Instructions to follow: Please set down each of the lines below once more, exactly, omitting all pictures.

Provided information START

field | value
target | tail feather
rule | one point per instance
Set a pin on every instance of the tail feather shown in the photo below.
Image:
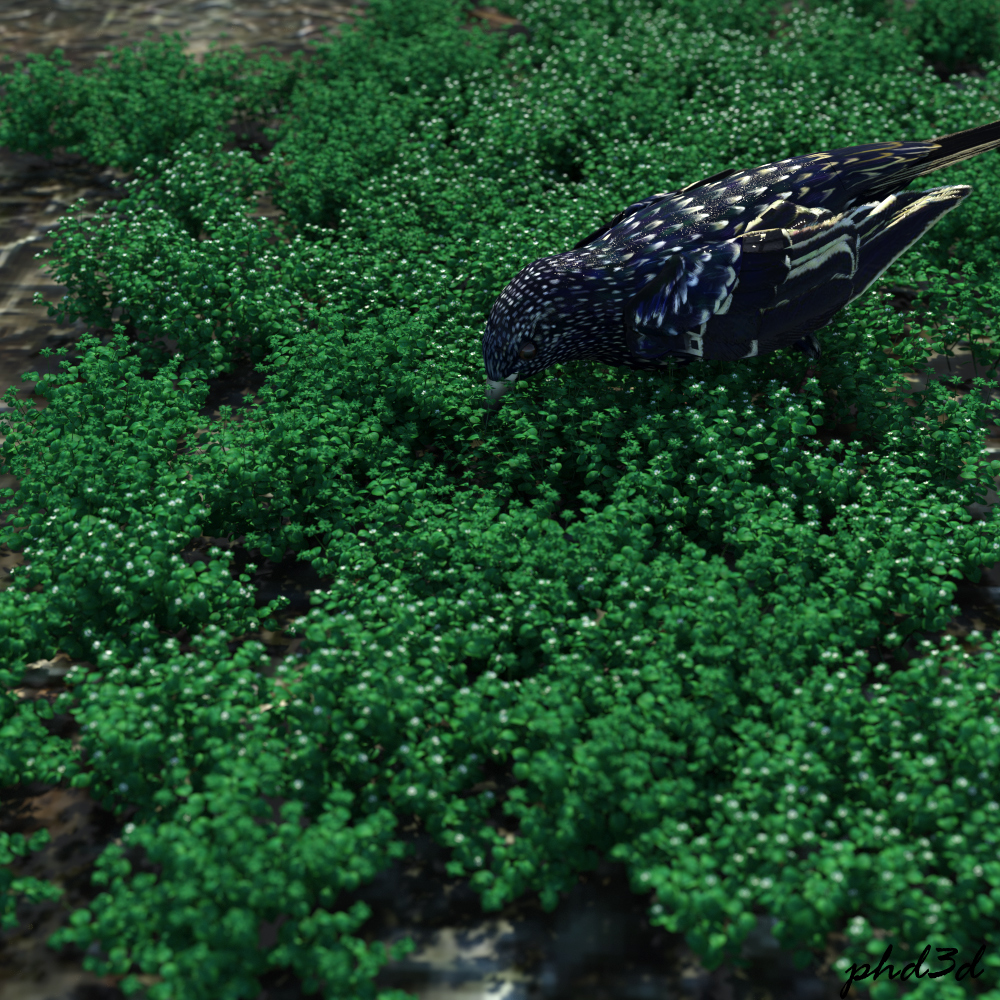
(945, 151)
(894, 225)
(958, 146)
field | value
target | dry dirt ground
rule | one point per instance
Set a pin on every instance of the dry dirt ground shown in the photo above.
(596, 944)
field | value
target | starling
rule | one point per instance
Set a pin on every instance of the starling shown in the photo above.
(737, 265)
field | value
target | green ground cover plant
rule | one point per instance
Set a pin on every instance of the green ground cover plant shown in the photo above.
(678, 621)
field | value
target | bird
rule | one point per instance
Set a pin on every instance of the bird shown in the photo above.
(738, 265)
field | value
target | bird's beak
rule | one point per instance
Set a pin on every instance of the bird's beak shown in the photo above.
(494, 390)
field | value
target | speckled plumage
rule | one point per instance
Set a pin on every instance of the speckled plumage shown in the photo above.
(740, 264)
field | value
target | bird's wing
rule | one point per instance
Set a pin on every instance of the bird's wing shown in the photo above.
(689, 289)
(663, 202)
(750, 295)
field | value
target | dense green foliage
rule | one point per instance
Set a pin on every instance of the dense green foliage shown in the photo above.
(658, 619)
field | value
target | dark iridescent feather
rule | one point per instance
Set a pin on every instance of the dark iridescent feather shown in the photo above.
(739, 264)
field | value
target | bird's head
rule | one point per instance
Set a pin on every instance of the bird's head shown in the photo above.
(527, 328)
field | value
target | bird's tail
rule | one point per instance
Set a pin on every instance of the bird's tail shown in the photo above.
(960, 146)
(892, 226)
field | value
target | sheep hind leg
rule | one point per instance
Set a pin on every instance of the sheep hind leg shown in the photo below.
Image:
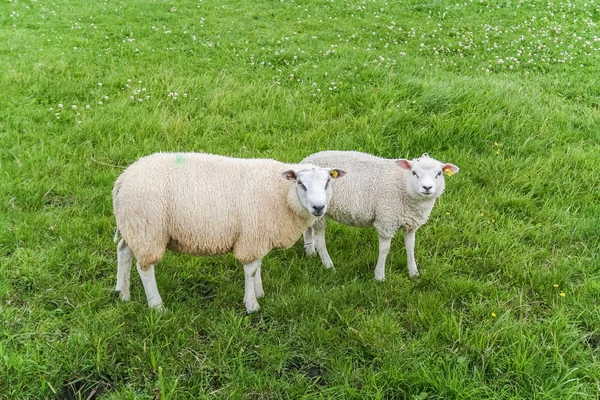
(124, 260)
(149, 281)
(250, 300)
(258, 290)
(319, 234)
(309, 241)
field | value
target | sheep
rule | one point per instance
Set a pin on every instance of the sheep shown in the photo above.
(382, 193)
(204, 204)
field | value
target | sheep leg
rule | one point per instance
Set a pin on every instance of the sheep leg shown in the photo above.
(149, 281)
(409, 243)
(124, 259)
(384, 249)
(250, 301)
(309, 241)
(258, 290)
(320, 244)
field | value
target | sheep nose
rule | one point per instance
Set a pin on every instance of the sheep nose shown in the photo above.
(318, 210)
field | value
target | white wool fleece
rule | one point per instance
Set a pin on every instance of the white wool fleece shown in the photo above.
(388, 194)
(204, 204)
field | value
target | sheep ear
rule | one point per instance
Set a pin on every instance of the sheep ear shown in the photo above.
(336, 173)
(290, 175)
(450, 169)
(404, 164)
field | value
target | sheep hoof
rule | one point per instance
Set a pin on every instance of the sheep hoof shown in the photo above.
(122, 295)
(309, 250)
(252, 307)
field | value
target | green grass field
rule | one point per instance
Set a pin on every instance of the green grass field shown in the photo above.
(506, 306)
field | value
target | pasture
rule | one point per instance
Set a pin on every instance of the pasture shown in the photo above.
(506, 306)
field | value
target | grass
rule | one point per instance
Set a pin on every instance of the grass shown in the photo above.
(507, 90)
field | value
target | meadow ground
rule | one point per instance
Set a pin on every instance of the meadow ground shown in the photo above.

Provided information END

Answer space:
field | value
target | tail feather
rule | one point per instance
Set a pin on every instance of the tail feather shown in the photo below.
Image:
(945, 151)
(894, 225)
(958, 146)
field | value
target | dry dirt ground
rule | one point per instance
Set a pin on every instance of the dry dirt ground shown in the photo above.
(596, 944)
field | value
target | starling
rule | one point per instance
Set a pin on every instance of the starling shown in the photo above.
(737, 265)
field | value
target | green ground cover plant
rule | one point per instance
Set a pin on every instance of the green ground cover plant shown in the photo above.
(678, 621)
field | value
target | bird
rule | one point per instance
Set a pin on every instance of the bird shown in the photo above.
(738, 265)
field | value
target | bird's beak
rule | one point per instance
Set a pin on every instance of the bird's beak shown in the photo above.
(494, 390)
field | value
target | speckled plumage
rule | one point per instance
Set a pin on every instance of the speckled plumage shown in the photo above.
(740, 264)
field | value
target | bird's wing
rule | one point per instance
Set a pin on every instance of the bird's wing shown in the photo above.
(689, 289)
(663, 202)
(750, 295)
field | value
target | dense green foliage
rule | one point per instance
Set a pin on every instance of the dense green foliage shown in the photo above.
(658, 619)
field | value
target | dark iridescent feather
rule | one point per instance
Set a pin on every instance of the dark iridescent feather shown in the photo above.
(739, 264)
field | value
target | bird's head
rule | one point per instance
Set a pin on every instance of the bird's head shown in the photo above.
(527, 328)
field | value
target | bird's tail
rule | one point per instance
Set a pin on every instance of the bird's tail shown in the photo above.
(960, 146)
(892, 226)
field | value
target | sheep hind leg
rule | one point per instance
Set a pin on every instance of the sheep hind leg shown in the photo below.
Image:
(124, 260)
(149, 281)
(250, 300)
(258, 290)
(319, 234)
(309, 241)
field | value
target | sheep
rule | one point per instance
Set a pin on every instance of the sheep shown in the photo above.
(382, 193)
(204, 204)
field | value
target | sheep leg
rule | one point per instance
Set a pin on every instance of the sheep leg shown in the photo above.
(149, 281)
(409, 243)
(124, 259)
(384, 249)
(250, 301)
(309, 241)
(258, 290)
(320, 244)
field | value
target | sheep nose
rule | one point per instance
Set a pin on every instance of the sheep nose shown in the photo above.
(318, 210)
field | value
target | white wool fleece
rule | one point per instance
Set a pin on every instance of the white wool fleece shown in the photo above.
(388, 194)
(204, 204)
field | value
target | sheep ear
rule | one point per instance
Set a pin on every instance of the sheep ear shown in the photo above.
(336, 173)
(290, 175)
(450, 169)
(404, 164)
field | value
target | sheep hoof
rule | one point per instance
Set a pin on every instance of the sheep hoof shown in the photo above.
(122, 295)
(309, 250)
(252, 307)
field | value
target | green grass field
rule | one point per instance
Set a pin on every instance of the green grass field shown in the photo above.
(506, 306)
field | value
target | pasture
rule | one point per instance
Set a pin on every instance of the pasture shown in the photo above.
(506, 306)
field | value
target | grass
rule | one point per instance
Set a pin on every instance of the grass shown in the photo above.
(507, 90)
field | value
target | meadow ground
rule | one point per instance
Set a pin on every instance of the meadow ground shown in the photo above.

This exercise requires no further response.